***** Stored data
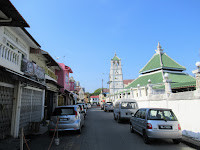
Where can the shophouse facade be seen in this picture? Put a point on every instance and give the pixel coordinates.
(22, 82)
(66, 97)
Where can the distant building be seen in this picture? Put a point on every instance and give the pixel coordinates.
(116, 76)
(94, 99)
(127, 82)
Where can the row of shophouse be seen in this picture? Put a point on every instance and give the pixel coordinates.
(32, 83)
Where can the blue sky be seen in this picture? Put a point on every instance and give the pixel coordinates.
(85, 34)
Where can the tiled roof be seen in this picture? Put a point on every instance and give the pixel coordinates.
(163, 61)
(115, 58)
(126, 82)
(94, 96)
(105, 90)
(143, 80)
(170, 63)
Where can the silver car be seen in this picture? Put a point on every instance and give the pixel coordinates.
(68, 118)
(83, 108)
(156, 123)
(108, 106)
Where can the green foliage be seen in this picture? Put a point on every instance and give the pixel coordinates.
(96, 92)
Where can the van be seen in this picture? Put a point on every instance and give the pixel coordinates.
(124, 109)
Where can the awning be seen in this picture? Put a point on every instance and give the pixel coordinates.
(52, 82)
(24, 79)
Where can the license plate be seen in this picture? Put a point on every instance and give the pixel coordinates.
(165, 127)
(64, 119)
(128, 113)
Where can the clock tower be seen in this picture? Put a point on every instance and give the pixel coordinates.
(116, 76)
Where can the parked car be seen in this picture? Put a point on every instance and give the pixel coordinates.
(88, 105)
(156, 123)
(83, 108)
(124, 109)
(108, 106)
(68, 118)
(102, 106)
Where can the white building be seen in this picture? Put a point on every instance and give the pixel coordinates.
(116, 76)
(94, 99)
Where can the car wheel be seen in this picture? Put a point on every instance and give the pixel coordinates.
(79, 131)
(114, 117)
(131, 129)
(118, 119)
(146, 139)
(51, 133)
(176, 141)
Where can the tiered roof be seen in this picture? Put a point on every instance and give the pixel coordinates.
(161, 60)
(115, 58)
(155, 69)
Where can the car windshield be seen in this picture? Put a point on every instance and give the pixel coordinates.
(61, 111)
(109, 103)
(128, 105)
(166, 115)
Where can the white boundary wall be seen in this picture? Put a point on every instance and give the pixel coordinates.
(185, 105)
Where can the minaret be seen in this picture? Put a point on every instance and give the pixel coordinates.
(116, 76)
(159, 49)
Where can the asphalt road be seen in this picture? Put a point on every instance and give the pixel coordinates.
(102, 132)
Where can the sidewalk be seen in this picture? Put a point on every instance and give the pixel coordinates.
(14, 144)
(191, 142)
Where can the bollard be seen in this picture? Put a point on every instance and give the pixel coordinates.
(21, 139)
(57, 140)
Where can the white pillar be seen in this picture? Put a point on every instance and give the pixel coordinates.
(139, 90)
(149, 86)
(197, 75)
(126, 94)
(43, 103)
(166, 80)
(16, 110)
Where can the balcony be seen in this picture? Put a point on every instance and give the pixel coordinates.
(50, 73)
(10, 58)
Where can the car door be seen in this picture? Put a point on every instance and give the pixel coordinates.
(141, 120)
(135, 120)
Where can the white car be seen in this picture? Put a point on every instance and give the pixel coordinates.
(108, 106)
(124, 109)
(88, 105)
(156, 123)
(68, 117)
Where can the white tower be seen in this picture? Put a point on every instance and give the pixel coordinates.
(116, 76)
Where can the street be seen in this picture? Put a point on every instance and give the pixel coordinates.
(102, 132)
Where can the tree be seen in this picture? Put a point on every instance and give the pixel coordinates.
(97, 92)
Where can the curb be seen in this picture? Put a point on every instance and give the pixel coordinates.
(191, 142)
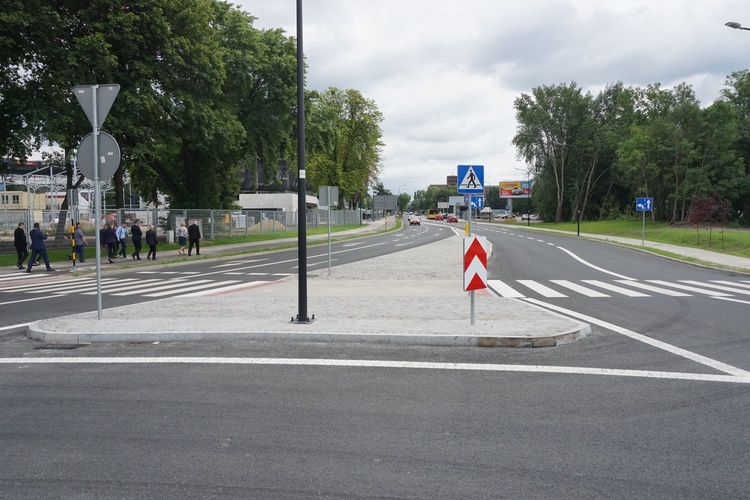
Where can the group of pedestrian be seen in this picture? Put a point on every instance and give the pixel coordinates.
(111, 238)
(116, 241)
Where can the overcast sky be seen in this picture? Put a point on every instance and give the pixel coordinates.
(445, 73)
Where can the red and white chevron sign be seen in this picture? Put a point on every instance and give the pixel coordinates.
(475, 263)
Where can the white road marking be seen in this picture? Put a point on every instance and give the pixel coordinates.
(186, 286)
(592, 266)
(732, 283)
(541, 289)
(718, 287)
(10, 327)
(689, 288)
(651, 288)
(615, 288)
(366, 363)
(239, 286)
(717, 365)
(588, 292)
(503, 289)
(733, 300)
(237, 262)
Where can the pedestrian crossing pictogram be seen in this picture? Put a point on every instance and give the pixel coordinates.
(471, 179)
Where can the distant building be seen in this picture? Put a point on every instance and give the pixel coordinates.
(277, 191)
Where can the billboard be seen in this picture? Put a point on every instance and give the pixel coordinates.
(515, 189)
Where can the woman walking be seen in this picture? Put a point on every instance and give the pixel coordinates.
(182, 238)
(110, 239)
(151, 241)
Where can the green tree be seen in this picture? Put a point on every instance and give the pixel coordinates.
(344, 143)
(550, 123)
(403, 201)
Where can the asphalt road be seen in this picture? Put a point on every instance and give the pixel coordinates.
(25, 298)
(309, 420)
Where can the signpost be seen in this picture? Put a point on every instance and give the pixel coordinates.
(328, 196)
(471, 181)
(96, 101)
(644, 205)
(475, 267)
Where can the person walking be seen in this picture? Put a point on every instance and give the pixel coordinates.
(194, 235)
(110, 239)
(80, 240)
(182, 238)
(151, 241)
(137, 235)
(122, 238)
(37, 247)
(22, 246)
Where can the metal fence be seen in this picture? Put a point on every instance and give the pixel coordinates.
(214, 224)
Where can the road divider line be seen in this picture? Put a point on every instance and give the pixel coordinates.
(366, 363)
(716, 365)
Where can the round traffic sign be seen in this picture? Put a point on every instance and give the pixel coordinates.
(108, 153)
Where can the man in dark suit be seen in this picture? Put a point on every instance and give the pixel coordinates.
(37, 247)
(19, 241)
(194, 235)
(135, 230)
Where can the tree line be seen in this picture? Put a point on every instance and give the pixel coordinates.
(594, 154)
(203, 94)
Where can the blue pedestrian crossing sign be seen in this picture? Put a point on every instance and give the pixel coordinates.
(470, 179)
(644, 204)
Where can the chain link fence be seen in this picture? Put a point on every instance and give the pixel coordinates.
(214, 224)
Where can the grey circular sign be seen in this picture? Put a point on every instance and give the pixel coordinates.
**********
_Work required_
Write everything from the line containing "Where can the chain" down to the last line of the entries as a JSON list of strings. Use one string per line and skip any blank lines.

_The output_
[
  "Where can the chain link fence be seen in this picture? Put a point on every instance and give the pixel coordinates.",
  "(214, 224)",
  "Where can the grey circular sign be seen in this picture? Put a point on every instance and give the pixel coordinates."
]